Aim
All of the records listed below should be retyped exactly.

Supplied records

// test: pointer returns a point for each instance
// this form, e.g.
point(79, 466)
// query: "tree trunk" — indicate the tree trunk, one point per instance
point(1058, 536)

Written answer
// test: pointer returns a point for each instance
// this form, e.g.
point(79, 466)
// query: "tree trunk" — indicate the tree trunk, one point per instance
point(1058, 536)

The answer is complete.